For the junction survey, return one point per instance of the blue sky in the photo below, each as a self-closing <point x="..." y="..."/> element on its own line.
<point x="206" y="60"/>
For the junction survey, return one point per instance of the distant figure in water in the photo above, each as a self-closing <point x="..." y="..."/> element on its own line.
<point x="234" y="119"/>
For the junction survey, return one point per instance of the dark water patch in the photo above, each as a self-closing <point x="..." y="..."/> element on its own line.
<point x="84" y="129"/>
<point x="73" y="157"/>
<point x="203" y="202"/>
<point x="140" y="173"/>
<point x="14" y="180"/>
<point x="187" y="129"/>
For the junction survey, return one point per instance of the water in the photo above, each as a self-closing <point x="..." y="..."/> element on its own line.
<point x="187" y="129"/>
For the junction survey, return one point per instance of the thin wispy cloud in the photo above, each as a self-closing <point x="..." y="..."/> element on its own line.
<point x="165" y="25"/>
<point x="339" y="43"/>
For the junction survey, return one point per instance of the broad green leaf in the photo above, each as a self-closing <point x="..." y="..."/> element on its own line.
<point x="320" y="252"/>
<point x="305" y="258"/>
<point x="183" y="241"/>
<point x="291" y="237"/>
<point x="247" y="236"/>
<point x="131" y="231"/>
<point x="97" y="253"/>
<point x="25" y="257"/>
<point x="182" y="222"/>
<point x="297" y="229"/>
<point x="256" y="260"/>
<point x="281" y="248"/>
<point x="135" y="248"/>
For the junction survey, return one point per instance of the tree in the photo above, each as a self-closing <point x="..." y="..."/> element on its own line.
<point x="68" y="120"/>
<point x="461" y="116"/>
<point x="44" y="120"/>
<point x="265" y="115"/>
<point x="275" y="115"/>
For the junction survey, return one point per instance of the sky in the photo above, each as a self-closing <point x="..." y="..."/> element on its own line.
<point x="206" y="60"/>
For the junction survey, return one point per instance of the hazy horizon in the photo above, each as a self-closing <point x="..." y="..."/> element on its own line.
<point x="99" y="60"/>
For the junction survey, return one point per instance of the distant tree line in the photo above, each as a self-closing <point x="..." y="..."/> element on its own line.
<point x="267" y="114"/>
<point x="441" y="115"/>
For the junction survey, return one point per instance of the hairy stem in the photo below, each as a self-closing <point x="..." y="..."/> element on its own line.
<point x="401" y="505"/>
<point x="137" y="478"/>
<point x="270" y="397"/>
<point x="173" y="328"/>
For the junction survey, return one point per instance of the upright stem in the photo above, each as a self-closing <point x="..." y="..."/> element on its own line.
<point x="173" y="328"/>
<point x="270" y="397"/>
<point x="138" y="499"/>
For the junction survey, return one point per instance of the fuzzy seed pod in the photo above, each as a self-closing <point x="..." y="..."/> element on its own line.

---

What this task involves | Return, exactly as written, only those lines that run from the one with "instance of the sky" to the last line of the data, both of those lines included.

Completed task |
For the junction survey, return one point per instance of the sky in the photo above, each as a self-closing <point x="..." y="..."/> element on its own line.
<point x="206" y="60"/>
For the junction survey, return one point per instance of the hazy horizon in the photo above, each as a self-closing <point x="..." y="..."/> element on its own line.
<point x="99" y="60"/>
For the junction survey, return one point per instance of the distant tree line in the photo above, each as a self-closing <point x="..." y="..."/> element on its own line.
<point x="267" y="114"/>
<point x="441" y="115"/>
For the junction survey, return one point per instance of the hairy stem in the photo below, each as a self-closing <point x="..." y="..."/> element on its own line.
<point x="401" y="505"/>
<point x="137" y="478"/>
<point x="270" y="397"/>
<point x="173" y="328"/>
For the junction survey, return one point per instance of the upright stem in the photo above, each as a self-closing <point x="..." y="..."/> element on its own line.
<point x="173" y="328"/>
<point x="270" y="397"/>
<point x="138" y="499"/>
For the junction survey, return one point per instance of the fuzzy seed pod in the photo above, each as a self-closing <point x="..." y="..."/> element on its own line.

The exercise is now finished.